### 指示
森省一郎の作品を紹介する文章のうち、「当美術館「屋根裏部屋の美術館」から「作品「家」(1963年、屋根裏部屋の美術館蔵)」までを一字一句変えずに書き写しなさい。

### 対象テキスト
森省一郎 家の中を覗くと


 はじめに

 当美術館「屋根裏部屋の美術館」所蔵する森省一郎の作品「家」(1963年)および作品「Conscience(自登)」(1971年)を紹介する。
 

 森省一郎 

 孤高の洋画家。現代美術の礎を築く。

 「出会いは35年前、第四回パリ青年ビエンナーレでグランプリでグランプリに輝いた森さんが国際美術界に華々しくデビューした頃です。マルロー(当時の仏・文化大臣)が高く評価した彼の才能は世界中から注目されていました。その後、パリ郊外にあった彼のアトリエに隣接したソルボンヌ大学工学部で電子顕微鏡を覗いたのがきっかけで「遺伝子」のとりこになったようで、それ以来、全霊を傾けてこのテーマと取り組んでいた訳です。今回、拝見した遺伝子シリーズはすばらしい大作で、ひょうたん形の無限個の遺伝子が生き生きと永遠の躍動を続けている様子を充実したタッチで描いています。抽象と具象を超え、まさに未曾有のモチーフに挑戦し、ひたすらテーマに追求し続けた末にまったく新しい表現領域を開拓しています。森さんの着想と努力の成果に心から感服します。」(「未曾有の表現領域を開拓」大原美術館館長小倉忠夫/「森省一郎の世界」Team Mori Shouichiro発信する会、市川昇・宮原早苗)




 作品「家」(1963年、屋根裏部屋の美術館蔵)




 作品「Conscience」(1965年、7回現代日本美術展出品作、東京国立近代美術館蔵)




 作品「記録V」(1965年、国際芸術見本市ジャパン・アート・フェスティバル出品作)

### 提供データ
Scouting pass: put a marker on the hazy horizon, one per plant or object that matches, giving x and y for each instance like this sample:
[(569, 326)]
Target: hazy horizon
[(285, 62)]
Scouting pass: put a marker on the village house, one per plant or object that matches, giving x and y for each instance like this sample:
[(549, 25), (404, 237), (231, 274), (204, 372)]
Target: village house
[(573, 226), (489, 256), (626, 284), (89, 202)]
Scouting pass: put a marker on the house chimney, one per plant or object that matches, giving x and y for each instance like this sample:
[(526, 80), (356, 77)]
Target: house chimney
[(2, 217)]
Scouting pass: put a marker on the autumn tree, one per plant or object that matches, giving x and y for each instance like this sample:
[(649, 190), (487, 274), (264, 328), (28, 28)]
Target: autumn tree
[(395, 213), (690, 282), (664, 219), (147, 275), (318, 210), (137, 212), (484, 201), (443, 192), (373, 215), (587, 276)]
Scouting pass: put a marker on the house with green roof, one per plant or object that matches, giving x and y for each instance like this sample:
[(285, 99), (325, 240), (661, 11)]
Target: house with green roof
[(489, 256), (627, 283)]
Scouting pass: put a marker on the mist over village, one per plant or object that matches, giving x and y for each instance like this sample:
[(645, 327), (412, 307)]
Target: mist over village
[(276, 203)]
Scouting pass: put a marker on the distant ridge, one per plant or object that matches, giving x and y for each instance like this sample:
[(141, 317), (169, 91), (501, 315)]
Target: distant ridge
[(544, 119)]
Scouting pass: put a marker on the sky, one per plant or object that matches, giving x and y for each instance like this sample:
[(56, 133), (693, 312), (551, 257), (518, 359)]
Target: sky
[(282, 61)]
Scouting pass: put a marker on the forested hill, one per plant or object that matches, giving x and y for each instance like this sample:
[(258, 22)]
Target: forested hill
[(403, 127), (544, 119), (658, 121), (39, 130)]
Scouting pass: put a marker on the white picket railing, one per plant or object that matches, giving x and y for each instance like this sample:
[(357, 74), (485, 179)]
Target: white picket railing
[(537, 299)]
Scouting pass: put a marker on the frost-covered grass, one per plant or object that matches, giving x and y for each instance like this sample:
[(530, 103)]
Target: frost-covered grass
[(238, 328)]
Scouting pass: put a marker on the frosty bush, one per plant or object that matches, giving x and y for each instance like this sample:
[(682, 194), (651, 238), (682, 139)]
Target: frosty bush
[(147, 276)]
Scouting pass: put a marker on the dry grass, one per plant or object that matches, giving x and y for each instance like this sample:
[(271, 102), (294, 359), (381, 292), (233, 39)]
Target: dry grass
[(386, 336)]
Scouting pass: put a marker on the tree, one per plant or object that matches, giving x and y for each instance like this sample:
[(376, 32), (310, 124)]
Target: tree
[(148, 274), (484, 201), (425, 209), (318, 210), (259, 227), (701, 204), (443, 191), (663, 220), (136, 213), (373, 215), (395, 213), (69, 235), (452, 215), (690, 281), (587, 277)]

### 解答
当美術館「屋根裏部屋の美術館」所蔵する森省一郎の作品「家」(1963年)および作品「Conscience(自登)」(1971年)を紹介する。
 

 森省一郎 

 孤高の洋画家。現代美術の礎を築く。

 「出会いは35年前、第四回パリ青年ビエンナーレでグランプリでグランプリに輝いた森さんが国際美術界に華々しくデビューした頃です。マルロー(当時の仏・文化大臣)が高く評価した彼の才能は世界中から注目されていました。その後、パリ郊外にあった彼のアトリエに隣接したソルボンヌ大学工学部で電子顕微鏡を覗いたのがきっかけで「遺伝子」のとりこになったようで、それ以来、全霊を傾けてこのテーマと取り組んでいた訳です。今回、拝見した遺伝子シリーズはすばらしい大作で、ひょうたん形の無限個の遺伝子が生き生きと永遠の躍動を続けている様子を充実したタッチで描いています。抽象と具象を超え、まさに未曾有のモチーフに挑戦し、ひたすらテーマに追求し続けた末にまったく新しい表現領域を開拓しています。森さんの着想と努力の成果に心から感服します。」(「未曾有の表現領域を開拓」大原美術館館長小倉忠夫/「森省一郎の世界」Team Mori Shouichiro発信する会、市川昇・宮原早苗)




 作品「家」(1963年、屋根裏部屋の美術館蔵)